Text provided –
■ ■ ■ ■ ■
Thanks for looking. I really need to think about trimming the moss soon and removing java fern plantlets, but I won't do a thing until the workers are finished with the floor. We're getting new ceramic tile put in our house and it is DUSTY! Tanks are fine, though. They're in rooms where the floor isn't being done. They are still covered, not taking any chances.

llj:icon_lol:


----------



## fresh_lynny (Mar 9, 2006)

What type of Betta is that...gorgeous!


----------



## lljdma06 (Oct 16, 2006)

It's a red and white half moon, or perhaps delta double tail. Fancy stuff, considering most of my bettas were less than $3 a piece. He was a full $10! Still cheap by Aquabid standards. His name is Donalbain. 

llj


----------



## conduct (Mar 25, 2005)

nice looking little tank. The java and moss looks very healthy.


----------



## lljdma06 (Oct 16, 2006)

Thank you very much. I removed four little plantlets from the java fern Yesterday during my regular maintenance and anchored them to some wood in my 20g. The plants are doing very well, and other than new tank diatoms, no algae to speak of. If the tank looks good three months from now, I'll call it a qualified success.

llj


----------



## lljdma06 (Oct 16, 2006)

I updated the scape Yesterday. The tank had been running very well with the old scape, but I had always wanted to remove the egeria densa once the tank became stable and replace it with a prettier stemplant. At this point, only a small amount of diatoms, but no other algae types are present. 

Before:









After:









I know, not much now, but I think the rotala will grow in well and the java fern windelov is a much better choice for the smaller tank than regular java fern. I may add more rotala cuttings, I'll see what a prune of my 8g yields.

All comments and suggestions are welcome.

llj


----------
■ ■ ■ ■ ■
Data entries
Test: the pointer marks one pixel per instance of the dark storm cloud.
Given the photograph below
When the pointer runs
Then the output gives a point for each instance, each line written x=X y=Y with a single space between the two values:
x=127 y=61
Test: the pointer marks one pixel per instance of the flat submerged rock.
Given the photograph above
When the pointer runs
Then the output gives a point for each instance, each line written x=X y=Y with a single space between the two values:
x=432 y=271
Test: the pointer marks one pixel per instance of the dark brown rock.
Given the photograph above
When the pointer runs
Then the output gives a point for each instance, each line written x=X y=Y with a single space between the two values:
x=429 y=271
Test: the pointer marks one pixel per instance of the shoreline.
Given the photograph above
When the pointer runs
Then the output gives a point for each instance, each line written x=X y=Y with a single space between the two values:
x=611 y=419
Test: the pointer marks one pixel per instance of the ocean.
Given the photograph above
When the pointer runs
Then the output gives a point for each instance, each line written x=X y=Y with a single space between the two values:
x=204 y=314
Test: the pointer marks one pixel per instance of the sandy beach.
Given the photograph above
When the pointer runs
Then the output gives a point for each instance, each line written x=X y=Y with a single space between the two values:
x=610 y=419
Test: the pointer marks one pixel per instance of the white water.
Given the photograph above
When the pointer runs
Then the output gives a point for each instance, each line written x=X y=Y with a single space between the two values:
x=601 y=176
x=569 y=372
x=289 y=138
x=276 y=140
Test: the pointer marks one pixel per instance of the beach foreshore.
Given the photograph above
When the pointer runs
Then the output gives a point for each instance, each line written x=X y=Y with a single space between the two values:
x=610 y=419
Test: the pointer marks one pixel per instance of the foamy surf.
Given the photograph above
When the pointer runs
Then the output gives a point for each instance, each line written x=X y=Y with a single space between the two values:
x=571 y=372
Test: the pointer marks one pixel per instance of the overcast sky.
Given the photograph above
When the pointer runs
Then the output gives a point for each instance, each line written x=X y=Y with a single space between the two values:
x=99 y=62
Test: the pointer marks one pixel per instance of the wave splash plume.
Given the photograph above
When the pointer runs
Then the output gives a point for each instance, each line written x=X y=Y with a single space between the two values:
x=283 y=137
■ ■ ■ ■ ■
Exercise set –
1 - Translate this sentence from the aquarium forum thread into Spanish: "We're getting new ceramic tile put in our house and it is DUSTY!"
2 - Reproduce the stretch of the aquarium forum thread that opens with the words containing "## fresh_lynny (Mar" and closes with "name is Donalbain.".

Outputs –
1 - Nos están poniendo baldosas de cerámica nuevas en la casa, ¡y hay MUCHÍSIMO POLVO!

2 -
## fresh_lynny (Mar 9, 2006)

What type of Betta is that...gorgeous!


----------



## lljdma06 (Oct 16, 2006)

It's a red and white half moon, or perhaps delta double tail. Fancy stuff, considering most of my bettas were less than $3 a piece. He was a full $10! Still cheap by Aquabid standards. His name is Donalbain.